━━ Extract to read ━━
7.6 Compliance with Laws and Directives of North Point. In its role as Chief Financial Officer, North Point and it Owner will take steps and make recommendations for changes in procedures to assist ASHI in complying with laws related to financial reporting, including aspects of the Sarbanes Oxley laws that relate to financial accounting and the preparation of financial statements. North Point shall make such recommendations to the Board of Directors and shall report any deficiencies it identifies to the Board of Directors. With respect to any deficiencies identified by North Point, ASHI agrees to take prompt steps to correct such deficiencies in accordance with North Point's recommendations.
8.    Confidentiality and Non-Competition
8.1 Nondisclosure of Confidential Information. With respect to Confidential Information, (the "Company Information"), North Point and its Owner: (i) shall receive and hold all Company Information in trust and in strictest confidence, and except as required by North Point and its Owner's duties in the course of his employment by the Company, will not, directly or indirectly, use, disseminate or otherwise disclose any Company Information to any third party without the prior written consent of the Company, which may be withheld by the Company in its absolute discretion; (ii) shall take reasonable steps to protect Company Information from disclosure and will in no event take any action causing, or fail to take any action reasonably necessary to prevent, any Company Information to lose its character as Company Information; and (iii) shall not use any Company Information to the detriment of the Company or for the benefit of any other person or persons, or misuse in any way, any Company Information. The terms of this section shall survive the termination of North Point and its Owner's employment.
━━━
━━ Raw data ━━
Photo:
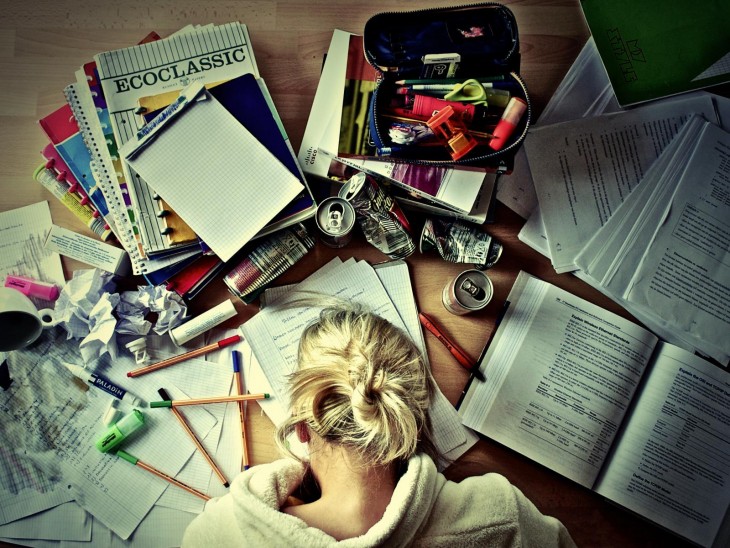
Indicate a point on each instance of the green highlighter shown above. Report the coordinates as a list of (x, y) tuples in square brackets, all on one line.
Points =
[(119, 431)]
━━━
§ **Required actions**:
A. From the agreement excerpt, copy the passage from "7.6 Compliance with" up to and including "North Point's recommendations.".
B. According to the agreement excerpt, what does ASHI agree to do about deficiencies that North Point identifies?
C. Carry on the agreement excerpt from its final sentence.

§ **Expected results**:
A.
7.6 Compliance with Laws and Directives of North Point. In its role as Chief Financial Officer, North Point and it Owner will take steps and make recommendations for changes in procedures to assist ASHI in complying with laws related to financial reporting, including aspects of the Sarbanes Oxley laws that relate to financial accounting and the preparation of financial statements. North Point shall make such recommendations to the Board of Directors and shall report any deficiencies it identifies to the Board of Directors. With respect to any deficiencies identified by North Point, ASHI agrees to take prompt steps to correct such deficiencies in accordance with North Point's recommendations.

B. ASHI agrees to take prompt steps to correct them in accordance with North Point's recommendations.

C.
The provisions of this section shall not apply to information that is or shall become generally known to the public (except by reason of North Point and its Owner's breach of his obligations hereunder) and information that North Point and its Owner is required to disclose by order of a court of competent jurisdiction (but only to the extent specifically ordered by such court).

North Point and its Owner agrees that in the event that he becomes aware, in any manner, that he may be required by a court order to disclose any Company Information, North Point and its Owner shall give the Company prompt and sufficient written notice to enable it to assert an objection or seek a protective order prior to such disclosure, and shall not object to or oppose in any manner any attempt by the Company to protect, or prevent the disclosure of, such information.
8.2 Non-Competition In Related Business. During the term of this Agreement and for a period of one (1) year thereafter, North Point and its Owner agree that they shall not, either directly or indirectly, engage in, or become employed by, associated with, consult with or otherwise provide services to, or through, any corporations, agents, partnerships, persons, or associates in any business, enterprise or employment that competes with the Company in the business and other endeavors of the Company within the geographic areas that the Company engaged in business during the term of this Agreement.
8.3 Solicitation of Employees and Customers. During the term of this Agreement and for a period of one (1) year thereafter, North Point and its Owner will not, whether for their own account or for the account of any person or entity, attempt to solicit, endeavor to entice away from the Company or its Affiliates, or otherwise interfere with any relationship of the Company or its Affiliates with (i) any person (including, but not limited to, any independent contractor or representative) who is or was employed by or otherwise engaged to perform services for the Company or its Affiliates, while North Point and its Owner were employed by the Company, or (ii) any person who is or was a customer or client of the Company or its Affiliates while the North Point and its Owner were employed by the Company.
9.     NOTICES. All notices or other communications required or permitted hereunder shall be in writing and shall be deemed to have been duly given if delivered in person or sent by overnight delivery, confirmed telefax or prepaid first class registered or certified mail, return receipt requested, to the following addresses, or such other addresses as are given to the other parties to this Agreement in the manner set forth herein:

If to ASHI:
American Surgical Holdings, Inc.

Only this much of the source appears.